GIVEN PASSAGE »
Segment Open

After Layoffs, ‘Pink Slip’ Virus Hits Dow Jones

Timing prompts rumors of sabotage

Dow Jones has been battling the nasty “pink slip” computer virus all week. And its arrival just days after two dozen or so techs were laid off has led to speculation that the company was a victim of sabotage.

The timing of the infection, which hit May 12, was ominous, as 34 employees represented by the Independent Association of Publishers’ Employees, most of them techs, got actual pink slips a few days earlier. “Everybody’s saying that somebody left it as a going-away present,” a Dow Jones employee said. But Steve Yount, IAPE’s president, said he understood the virus was “'complicated and intricate' enough that it could not have been loaded and triggered  in the time frame of Tuesday to Thursday.” The company is investigating the cause.

While the company ensured employees that its servers, network, and data weren’t compromised, the virus slowed down computers, and employees have been bombarded with voicemail and email messages ordering them to power down their computers until they can be cleaned. Emails spoke of a prescription drug-like "stinger" that was being used on "infected PCs" to "eradicate the active virus" and of the virus morphing so that antivirus software was ineffective, leading staffers to joke about the side effects of the antibacterial soap in the bathroom.

Segment Closed

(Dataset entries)
Segment Open

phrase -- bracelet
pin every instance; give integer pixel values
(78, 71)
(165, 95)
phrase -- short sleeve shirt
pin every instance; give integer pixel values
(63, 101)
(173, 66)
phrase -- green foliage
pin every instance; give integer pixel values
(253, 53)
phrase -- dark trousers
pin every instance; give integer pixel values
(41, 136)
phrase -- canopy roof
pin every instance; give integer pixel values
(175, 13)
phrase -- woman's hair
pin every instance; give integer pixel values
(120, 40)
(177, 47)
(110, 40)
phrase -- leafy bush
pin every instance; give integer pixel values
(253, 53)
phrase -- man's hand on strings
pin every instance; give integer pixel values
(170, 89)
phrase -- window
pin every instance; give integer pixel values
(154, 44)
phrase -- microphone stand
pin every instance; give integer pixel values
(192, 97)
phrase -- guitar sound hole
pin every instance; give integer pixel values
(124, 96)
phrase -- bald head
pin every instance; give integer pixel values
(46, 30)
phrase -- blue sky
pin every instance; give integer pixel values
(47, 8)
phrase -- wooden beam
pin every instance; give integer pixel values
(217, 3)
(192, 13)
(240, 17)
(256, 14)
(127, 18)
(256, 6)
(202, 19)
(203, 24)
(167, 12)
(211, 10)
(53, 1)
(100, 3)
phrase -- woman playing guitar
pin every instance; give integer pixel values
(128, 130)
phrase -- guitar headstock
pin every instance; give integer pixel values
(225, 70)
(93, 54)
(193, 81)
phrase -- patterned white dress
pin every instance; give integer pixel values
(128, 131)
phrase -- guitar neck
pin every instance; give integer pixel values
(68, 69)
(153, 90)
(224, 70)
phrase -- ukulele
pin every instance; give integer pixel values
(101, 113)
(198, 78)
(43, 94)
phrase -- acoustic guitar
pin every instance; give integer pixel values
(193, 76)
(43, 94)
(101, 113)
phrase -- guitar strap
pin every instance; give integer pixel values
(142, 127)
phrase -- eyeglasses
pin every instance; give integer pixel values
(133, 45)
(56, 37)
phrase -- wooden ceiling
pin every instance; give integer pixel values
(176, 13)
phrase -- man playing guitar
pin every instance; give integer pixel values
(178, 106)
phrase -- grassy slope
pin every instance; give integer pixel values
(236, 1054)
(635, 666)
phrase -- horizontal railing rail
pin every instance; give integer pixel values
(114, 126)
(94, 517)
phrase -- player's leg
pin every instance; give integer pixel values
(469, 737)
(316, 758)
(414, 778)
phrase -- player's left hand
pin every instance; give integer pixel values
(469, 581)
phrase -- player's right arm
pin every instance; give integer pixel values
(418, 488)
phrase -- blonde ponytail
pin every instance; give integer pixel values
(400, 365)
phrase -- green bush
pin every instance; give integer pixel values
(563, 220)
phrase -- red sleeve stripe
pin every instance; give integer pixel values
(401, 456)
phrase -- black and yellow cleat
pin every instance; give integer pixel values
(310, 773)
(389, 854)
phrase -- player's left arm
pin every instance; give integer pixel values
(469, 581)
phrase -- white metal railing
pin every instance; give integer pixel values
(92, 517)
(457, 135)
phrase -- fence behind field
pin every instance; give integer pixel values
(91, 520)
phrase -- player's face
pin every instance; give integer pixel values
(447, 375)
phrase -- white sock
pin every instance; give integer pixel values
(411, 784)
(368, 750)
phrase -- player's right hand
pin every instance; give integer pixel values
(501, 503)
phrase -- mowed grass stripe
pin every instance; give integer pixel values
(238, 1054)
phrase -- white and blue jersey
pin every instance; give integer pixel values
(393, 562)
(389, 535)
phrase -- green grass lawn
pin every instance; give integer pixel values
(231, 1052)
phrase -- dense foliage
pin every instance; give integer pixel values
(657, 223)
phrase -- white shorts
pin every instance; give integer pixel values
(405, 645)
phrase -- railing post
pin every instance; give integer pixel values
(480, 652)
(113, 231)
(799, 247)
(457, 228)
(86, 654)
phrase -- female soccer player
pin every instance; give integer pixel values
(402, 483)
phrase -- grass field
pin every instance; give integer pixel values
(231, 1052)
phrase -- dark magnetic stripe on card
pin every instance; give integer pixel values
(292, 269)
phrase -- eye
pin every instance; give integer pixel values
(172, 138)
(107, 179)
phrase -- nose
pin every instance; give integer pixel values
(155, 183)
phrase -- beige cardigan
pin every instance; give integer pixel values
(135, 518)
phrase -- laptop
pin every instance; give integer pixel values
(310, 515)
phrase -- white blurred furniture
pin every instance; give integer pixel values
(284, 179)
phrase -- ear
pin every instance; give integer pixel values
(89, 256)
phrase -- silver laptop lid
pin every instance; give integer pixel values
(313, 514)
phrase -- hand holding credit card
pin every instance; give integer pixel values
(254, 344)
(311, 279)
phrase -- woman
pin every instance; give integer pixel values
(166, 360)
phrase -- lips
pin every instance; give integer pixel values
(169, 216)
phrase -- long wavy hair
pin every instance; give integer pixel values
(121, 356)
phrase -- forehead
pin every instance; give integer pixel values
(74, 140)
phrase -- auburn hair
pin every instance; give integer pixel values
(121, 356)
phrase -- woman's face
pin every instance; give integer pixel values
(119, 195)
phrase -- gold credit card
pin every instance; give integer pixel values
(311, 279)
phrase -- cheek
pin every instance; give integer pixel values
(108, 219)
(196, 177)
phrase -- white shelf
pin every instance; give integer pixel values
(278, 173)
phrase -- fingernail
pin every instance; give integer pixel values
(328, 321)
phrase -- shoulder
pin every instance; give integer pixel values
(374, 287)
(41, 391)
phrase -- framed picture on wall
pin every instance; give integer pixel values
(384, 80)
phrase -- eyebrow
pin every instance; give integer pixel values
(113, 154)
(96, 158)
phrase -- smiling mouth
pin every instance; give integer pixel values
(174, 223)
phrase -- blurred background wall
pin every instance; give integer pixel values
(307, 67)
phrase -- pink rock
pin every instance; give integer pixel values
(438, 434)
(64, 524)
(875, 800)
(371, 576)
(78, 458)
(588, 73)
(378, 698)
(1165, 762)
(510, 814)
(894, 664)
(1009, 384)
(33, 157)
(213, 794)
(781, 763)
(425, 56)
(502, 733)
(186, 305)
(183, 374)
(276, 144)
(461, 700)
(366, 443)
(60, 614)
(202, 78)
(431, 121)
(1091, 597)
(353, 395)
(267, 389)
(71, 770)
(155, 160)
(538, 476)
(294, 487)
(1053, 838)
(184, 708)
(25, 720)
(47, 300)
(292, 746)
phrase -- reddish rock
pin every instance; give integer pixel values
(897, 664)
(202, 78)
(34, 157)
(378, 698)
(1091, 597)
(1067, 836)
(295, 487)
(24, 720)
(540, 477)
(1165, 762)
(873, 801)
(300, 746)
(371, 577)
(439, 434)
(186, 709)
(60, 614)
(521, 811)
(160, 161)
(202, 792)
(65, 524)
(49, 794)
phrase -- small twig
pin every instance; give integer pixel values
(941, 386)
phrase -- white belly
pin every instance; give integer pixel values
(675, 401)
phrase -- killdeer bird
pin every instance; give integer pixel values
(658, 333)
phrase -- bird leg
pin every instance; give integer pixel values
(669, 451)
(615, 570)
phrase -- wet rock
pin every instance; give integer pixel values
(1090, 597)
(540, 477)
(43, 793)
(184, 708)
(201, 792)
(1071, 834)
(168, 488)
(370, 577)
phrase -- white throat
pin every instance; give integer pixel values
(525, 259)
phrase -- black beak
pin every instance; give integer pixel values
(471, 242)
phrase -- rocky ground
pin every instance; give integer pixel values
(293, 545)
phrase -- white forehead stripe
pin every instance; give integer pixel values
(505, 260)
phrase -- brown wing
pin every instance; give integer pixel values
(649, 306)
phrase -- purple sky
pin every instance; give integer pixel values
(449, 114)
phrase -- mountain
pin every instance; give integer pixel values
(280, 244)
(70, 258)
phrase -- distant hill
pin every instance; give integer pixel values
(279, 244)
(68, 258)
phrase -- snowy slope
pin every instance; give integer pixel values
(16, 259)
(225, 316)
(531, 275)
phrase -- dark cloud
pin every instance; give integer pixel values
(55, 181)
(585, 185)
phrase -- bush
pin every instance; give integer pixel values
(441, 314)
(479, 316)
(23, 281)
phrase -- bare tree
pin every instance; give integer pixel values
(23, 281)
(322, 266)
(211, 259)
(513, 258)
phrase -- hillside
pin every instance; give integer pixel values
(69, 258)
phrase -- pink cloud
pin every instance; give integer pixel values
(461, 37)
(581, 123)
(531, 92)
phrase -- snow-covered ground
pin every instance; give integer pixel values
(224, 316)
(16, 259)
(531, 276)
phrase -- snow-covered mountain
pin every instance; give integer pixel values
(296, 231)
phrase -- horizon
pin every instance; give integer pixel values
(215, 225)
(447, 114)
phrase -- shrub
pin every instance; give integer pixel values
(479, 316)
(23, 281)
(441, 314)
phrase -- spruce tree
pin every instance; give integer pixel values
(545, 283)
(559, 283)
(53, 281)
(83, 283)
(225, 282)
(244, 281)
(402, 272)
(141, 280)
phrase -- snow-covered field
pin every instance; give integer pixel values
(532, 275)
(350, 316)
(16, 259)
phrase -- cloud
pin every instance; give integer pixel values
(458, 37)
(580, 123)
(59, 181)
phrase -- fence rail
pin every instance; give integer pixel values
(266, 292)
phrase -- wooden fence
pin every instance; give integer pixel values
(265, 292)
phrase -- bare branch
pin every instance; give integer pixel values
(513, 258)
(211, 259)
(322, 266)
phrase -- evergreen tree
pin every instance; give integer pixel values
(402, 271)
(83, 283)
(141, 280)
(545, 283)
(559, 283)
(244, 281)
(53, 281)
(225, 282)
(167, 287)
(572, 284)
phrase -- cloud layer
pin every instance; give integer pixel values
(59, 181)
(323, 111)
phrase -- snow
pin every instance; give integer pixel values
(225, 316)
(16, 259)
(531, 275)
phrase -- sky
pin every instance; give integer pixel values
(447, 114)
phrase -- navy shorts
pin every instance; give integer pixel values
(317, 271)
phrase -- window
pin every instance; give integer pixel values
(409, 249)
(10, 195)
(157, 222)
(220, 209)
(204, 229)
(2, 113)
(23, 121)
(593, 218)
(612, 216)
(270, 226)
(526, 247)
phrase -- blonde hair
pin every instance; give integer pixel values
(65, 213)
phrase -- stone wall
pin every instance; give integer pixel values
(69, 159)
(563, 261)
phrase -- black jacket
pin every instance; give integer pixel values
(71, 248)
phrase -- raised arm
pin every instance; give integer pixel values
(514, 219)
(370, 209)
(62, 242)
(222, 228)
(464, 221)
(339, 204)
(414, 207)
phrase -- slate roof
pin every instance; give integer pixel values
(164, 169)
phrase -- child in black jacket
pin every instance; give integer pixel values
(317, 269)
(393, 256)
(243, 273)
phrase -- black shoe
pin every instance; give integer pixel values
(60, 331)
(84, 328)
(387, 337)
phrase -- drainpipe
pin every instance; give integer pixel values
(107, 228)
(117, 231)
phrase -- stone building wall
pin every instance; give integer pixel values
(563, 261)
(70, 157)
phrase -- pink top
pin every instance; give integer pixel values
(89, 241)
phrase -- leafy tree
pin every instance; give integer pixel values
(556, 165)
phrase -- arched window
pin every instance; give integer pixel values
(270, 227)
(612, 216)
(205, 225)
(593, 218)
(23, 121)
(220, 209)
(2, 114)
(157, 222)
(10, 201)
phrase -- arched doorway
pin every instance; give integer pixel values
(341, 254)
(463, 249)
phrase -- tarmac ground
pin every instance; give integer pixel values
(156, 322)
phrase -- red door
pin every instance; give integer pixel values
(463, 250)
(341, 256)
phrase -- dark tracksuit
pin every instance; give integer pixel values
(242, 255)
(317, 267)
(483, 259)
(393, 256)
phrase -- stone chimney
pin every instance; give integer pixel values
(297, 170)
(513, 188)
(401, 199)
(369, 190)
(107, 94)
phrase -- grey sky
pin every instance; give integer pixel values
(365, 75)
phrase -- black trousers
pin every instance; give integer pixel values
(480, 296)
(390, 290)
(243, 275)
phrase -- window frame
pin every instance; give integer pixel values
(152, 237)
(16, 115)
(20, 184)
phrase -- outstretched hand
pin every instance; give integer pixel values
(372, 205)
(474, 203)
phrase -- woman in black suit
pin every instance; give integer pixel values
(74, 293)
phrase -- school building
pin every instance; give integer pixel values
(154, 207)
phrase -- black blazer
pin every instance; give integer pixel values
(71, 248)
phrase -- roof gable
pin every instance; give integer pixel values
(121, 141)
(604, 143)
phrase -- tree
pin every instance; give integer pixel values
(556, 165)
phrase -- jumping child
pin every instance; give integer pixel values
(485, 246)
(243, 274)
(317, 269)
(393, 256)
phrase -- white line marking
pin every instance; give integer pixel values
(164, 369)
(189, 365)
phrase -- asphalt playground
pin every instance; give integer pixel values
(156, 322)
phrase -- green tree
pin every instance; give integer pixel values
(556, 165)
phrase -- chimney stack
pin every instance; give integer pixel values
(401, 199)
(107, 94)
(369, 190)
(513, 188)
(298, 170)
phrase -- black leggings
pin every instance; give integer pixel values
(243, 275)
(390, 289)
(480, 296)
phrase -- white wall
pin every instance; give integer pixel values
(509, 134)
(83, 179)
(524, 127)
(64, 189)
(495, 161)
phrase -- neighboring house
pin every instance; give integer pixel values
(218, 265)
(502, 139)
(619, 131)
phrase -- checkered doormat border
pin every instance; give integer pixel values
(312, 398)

Segment Closed

TASK TO CARRY OUT »
Answer these questions using the article above about the Dow Jones virus, one per line:
1. On what date did the infection hit?
2. How many employees represented by the Independent Association of Publishers' Employees received pink slips?
3. According to the emails, what was the "stinger" being used on infected PCs to do?

COMPLETED EXERCISE »
1. May 12
2. 34
3. To eradicate the active virus